Reproduce the lines of the records exactly, starting from the line containing "occurrences of green" and continuing through the end of the records.

** Start DATA ROWS **

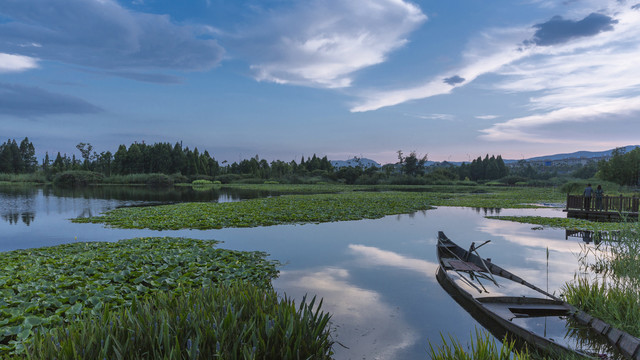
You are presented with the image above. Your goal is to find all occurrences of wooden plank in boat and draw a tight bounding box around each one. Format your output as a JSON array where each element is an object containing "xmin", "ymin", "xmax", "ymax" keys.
[{"xmin": 442, "ymin": 259, "xmax": 484, "ymax": 271}]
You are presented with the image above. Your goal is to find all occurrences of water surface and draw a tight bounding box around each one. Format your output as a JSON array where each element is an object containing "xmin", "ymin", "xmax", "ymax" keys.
[{"xmin": 0, "ymin": 187, "xmax": 608, "ymax": 359}]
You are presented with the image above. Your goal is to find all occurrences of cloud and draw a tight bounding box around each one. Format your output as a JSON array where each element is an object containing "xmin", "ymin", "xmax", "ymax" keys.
[
  {"xmin": 0, "ymin": 0, "xmax": 224, "ymax": 71},
  {"xmin": 0, "ymin": 83, "xmax": 102, "ymax": 117},
  {"xmin": 475, "ymin": 115, "xmax": 499, "ymax": 120},
  {"xmin": 352, "ymin": 1, "xmax": 640, "ymax": 144},
  {"xmin": 404, "ymin": 114, "xmax": 455, "ymax": 121},
  {"xmin": 531, "ymin": 13, "xmax": 618, "ymax": 46},
  {"xmin": 106, "ymin": 71, "xmax": 182, "ymax": 84},
  {"xmin": 0, "ymin": 53, "xmax": 38, "ymax": 74},
  {"xmin": 231, "ymin": 0, "xmax": 427, "ymax": 88},
  {"xmin": 480, "ymin": 96, "xmax": 640, "ymax": 144},
  {"xmin": 443, "ymin": 75, "xmax": 464, "ymax": 86}
]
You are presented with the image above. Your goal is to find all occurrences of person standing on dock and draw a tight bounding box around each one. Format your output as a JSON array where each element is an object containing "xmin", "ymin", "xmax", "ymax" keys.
[
  {"xmin": 583, "ymin": 184, "xmax": 593, "ymax": 211},
  {"xmin": 596, "ymin": 185, "xmax": 604, "ymax": 211}
]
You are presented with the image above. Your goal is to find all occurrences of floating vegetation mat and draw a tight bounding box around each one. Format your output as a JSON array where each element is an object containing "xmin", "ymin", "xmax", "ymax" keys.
[
  {"xmin": 73, "ymin": 188, "xmax": 557, "ymax": 230},
  {"xmin": 486, "ymin": 216, "xmax": 628, "ymax": 231},
  {"xmin": 73, "ymin": 192, "xmax": 431, "ymax": 230},
  {"xmin": 0, "ymin": 237, "xmax": 278, "ymax": 357}
]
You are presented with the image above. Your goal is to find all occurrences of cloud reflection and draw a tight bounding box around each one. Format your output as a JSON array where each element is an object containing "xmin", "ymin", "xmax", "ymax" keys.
[
  {"xmin": 274, "ymin": 267, "xmax": 419, "ymax": 359},
  {"xmin": 349, "ymin": 244, "xmax": 438, "ymax": 279}
]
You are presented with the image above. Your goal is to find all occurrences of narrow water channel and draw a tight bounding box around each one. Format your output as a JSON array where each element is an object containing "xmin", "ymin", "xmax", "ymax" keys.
[{"xmin": 0, "ymin": 187, "xmax": 600, "ymax": 359}]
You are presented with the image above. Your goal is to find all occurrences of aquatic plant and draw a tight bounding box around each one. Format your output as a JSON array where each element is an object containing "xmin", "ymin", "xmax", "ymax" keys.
[
  {"xmin": 22, "ymin": 283, "xmax": 333, "ymax": 360},
  {"xmin": 73, "ymin": 184, "xmax": 568, "ymax": 230},
  {"xmin": 0, "ymin": 237, "xmax": 278, "ymax": 355},
  {"xmin": 429, "ymin": 329, "xmax": 531, "ymax": 360},
  {"xmin": 563, "ymin": 222, "xmax": 640, "ymax": 336},
  {"xmin": 73, "ymin": 192, "xmax": 438, "ymax": 230},
  {"xmin": 486, "ymin": 216, "xmax": 626, "ymax": 231}
]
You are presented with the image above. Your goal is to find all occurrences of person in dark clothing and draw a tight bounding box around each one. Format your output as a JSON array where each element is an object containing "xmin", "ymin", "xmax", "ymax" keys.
[
  {"xmin": 583, "ymin": 184, "xmax": 593, "ymax": 210},
  {"xmin": 596, "ymin": 185, "xmax": 604, "ymax": 211}
]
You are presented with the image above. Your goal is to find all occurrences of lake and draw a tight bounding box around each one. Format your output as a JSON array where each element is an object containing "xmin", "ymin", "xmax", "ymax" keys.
[{"xmin": 0, "ymin": 186, "xmax": 608, "ymax": 359}]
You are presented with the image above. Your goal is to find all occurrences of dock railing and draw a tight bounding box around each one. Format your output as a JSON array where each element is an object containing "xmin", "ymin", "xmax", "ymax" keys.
[{"xmin": 567, "ymin": 195, "xmax": 640, "ymax": 214}]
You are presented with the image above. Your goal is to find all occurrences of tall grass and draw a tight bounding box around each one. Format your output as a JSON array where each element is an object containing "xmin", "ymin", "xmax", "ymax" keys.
[
  {"xmin": 0, "ymin": 172, "xmax": 47, "ymax": 184},
  {"xmin": 26, "ymin": 283, "xmax": 333, "ymax": 360},
  {"xmin": 563, "ymin": 222, "xmax": 640, "ymax": 336},
  {"xmin": 429, "ymin": 329, "xmax": 531, "ymax": 360}
]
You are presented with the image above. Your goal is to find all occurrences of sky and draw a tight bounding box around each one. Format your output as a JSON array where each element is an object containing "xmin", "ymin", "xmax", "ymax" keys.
[{"xmin": 0, "ymin": 0, "xmax": 640, "ymax": 163}]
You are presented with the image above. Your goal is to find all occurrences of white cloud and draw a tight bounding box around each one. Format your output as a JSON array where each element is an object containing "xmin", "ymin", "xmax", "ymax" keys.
[
  {"xmin": 0, "ymin": 53, "xmax": 38, "ymax": 73},
  {"xmin": 351, "ymin": 29, "xmax": 533, "ymax": 112},
  {"xmin": 352, "ymin": 1, "xmax": 640, "ymax": 143},
  {"xmin": 0, "ymin": 0, "xmax": 224, "ymax": 71},
  {"xmin": 239, "ymin": 0, "xmax": 426, "ymax": 88},
  {"xmin": 481, "ymin": 96, "xmax": 640, "ymax": 144}
]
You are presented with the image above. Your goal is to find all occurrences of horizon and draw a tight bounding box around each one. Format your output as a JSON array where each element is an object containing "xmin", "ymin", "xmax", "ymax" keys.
[{"xmin": 0, "ymin": 0, "xmax": 640, "ymax": 164}]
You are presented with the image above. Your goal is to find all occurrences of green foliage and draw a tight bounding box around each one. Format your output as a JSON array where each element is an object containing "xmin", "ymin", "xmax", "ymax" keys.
[
  {"xmin": 458, "ymin": 154, "xmax": 509, "ymax": 181},
  {"xmin": 73, "ymin": 184, "xmax": 564, "ymax": 230},
  {"xmin": 487, "ymin": 216, "xmax": 627, "ymax": 231},
  {"xmin": 0, "ymin": 172, "xmax": 47, "ymax": 184},
  {"xmin": 22, "ymin": 283, "xmax": 332, "ymax": 360},
  {"xmin": 145, "ymin": 174, "xmax": 173, "ymax": 186},
  {"xmin": 429, "ymin": 329, "xmax": 531, "ymax": 360},
  {"xmin": 0, "ymin": 238, "xmax": 277, "ymax": 355},
  {"xmin": 563, "ymin": 222, "xmax": 640, "ymax": 337},
  {"xmin": 598, "ymin": 147, "xmax": 640, "ymax": 185},
  {"xmin": 53, "ymin": 170, "xmax": 103, "ymax": 187},
  {"xmin": 0, "ymin": 137, "xmax": 38, "ymax": 174}
]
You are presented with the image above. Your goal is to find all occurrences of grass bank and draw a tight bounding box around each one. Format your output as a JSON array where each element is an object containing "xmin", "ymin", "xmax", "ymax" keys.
[
  {"xmin": 0, "ymin": 238, "xmax": 278, "ymax": 358},
  {"xmin": 563, "ymin": 222, "xmax": 640, "ymax": 337}
]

** End DATA ROWS **

> [EXERCISE OUTPUT]
You are presented with the image above. Your goal is to find all occurrences of green foliage and draw a tight bounding box around each one. Format your output as a JSON array where each element is an object containing "xmin", "ymin", "xmax", "ymax" keys.
[
  {"xmin": 458, "ymin": 154, "xmax": 509, "ymax": 181},
  {"xmin": 73, "ymin": 184, "xmax": 564, "ymax": 230},
  {"xmin": 487, "ymin": 216, "xmax": 627, "ymax": 231},
  {"xmin": 0, "ymin": 172, "xmax": 47, "ymax": 184},
  {"xmin": 22, "ymin": 283, "xmax": 332, "ymax": 360},
  {"xmin": 145, "ymin": 174, "xmax": 173, "ymax": 186},
  {"xmin": 429, "ymin": 329, "xmax": 531, "ymax": 360},
  {"xmin": 0, "ymin": 238, "xmax": 277, "ymax": 355},
  {"xmin": 563, "ymin": 222, "xmax": 640, "ymax": 337},
  {"xmin": 598, "ymin": 147, "xmax": 640, "ymax": 185},
  {"xmin": 53, "ymin": 170, "xmax": 103, "ymax": 187},
  {"xmin": 0, "ymin": 137, "xmax": 38, "ymax": 174}
]
You are presented with the image above. Your goal is to find all occurrences of grass bank and draw a tight bounding box around each one. Format your output as a JSON array where each element is an object containing "xmin", "ymin", "xmax", "ymax" keys.
[
  {"xmin": 0, "ymin": 238, "xmax": 278, "ymax": 358},
  {"xmin": 563, "ymin": 222, "xmax": 640, "ymax": 337}
]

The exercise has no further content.